Retype the rows below word for word, leaving out the pictures.

Segmentation labeling rows
────────────────────
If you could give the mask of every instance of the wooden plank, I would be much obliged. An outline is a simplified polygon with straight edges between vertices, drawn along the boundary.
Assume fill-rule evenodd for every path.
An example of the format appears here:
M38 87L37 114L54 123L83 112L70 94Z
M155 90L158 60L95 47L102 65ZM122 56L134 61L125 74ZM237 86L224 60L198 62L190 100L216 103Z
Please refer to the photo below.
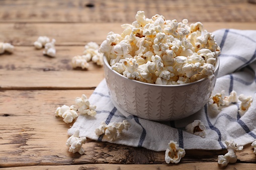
────────────────────
--- Result of the task ---
If you could give the mask of every instance of the wooden plank, I would be much obliged. An outline is a simplified polygon with straight edges between vertices, drawn along the boundary.
Assume fill-rule evenodd for every path.
An example of the format appears here:
M38 87L37 114L54 123L83 112L70 94Z
M155 90L158 60L95 47L102 65ZM122 56L134 61L125 74ZM237 86L224 60L198 62L190 100L216 103Z
Please refer to the photo below.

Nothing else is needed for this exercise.